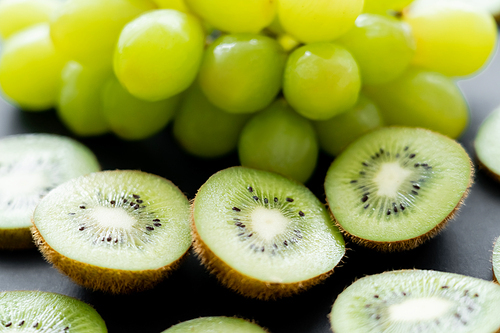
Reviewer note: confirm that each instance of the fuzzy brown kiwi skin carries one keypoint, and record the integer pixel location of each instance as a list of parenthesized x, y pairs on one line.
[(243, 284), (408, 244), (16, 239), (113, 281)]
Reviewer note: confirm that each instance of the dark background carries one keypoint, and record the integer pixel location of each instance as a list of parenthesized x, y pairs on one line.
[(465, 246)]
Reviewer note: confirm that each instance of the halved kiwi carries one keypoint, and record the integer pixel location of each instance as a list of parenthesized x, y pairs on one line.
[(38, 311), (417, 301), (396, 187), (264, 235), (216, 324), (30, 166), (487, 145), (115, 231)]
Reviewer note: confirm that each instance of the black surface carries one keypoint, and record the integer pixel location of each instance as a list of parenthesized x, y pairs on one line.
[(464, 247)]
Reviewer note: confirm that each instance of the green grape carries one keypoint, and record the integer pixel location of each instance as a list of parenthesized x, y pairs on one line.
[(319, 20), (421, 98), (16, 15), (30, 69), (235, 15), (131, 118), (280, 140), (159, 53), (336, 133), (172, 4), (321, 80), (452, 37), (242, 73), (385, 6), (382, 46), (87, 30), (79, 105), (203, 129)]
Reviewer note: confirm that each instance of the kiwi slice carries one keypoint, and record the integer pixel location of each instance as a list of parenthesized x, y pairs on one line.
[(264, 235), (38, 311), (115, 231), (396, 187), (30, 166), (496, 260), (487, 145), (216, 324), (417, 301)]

——————

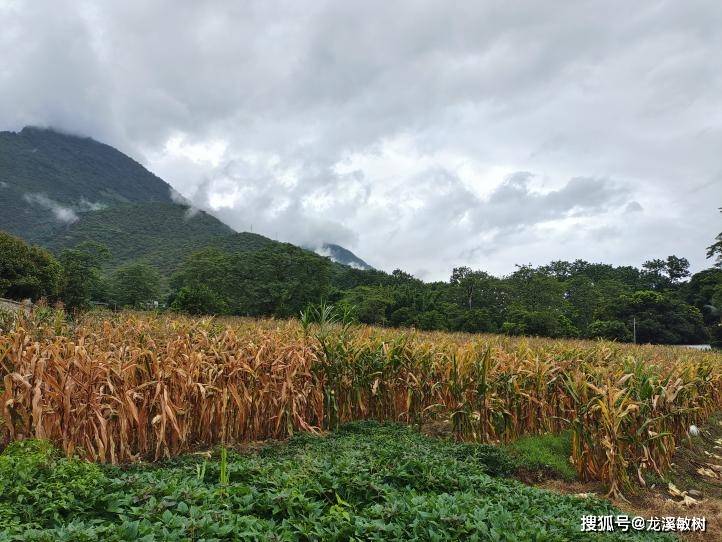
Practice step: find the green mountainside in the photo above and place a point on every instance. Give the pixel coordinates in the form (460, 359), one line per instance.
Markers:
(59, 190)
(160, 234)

——————

#### [What the exercise asks]
Duplicate the lines starting with the line that contains "Reviewer note: confirm that each instance of the green" and going on through the line that contains "105), (203, 129)]".

#### [Written response]
Reviewer note: confirm that each instance of the green grape carries one keypoint, and record the integer pixel location of each instance as a list of parenthesized x, y pairs on one line.
[(319, 20), (421, 98), (16, 15), (30, 69), (235, 15), (131, 118), (280, 140), (159, 53), (336, 133), (172, 4), (321, 80), (452, 37), (242, 73), (385, 6), (382, 46), (87, 30), (79, 105), (203, 129)]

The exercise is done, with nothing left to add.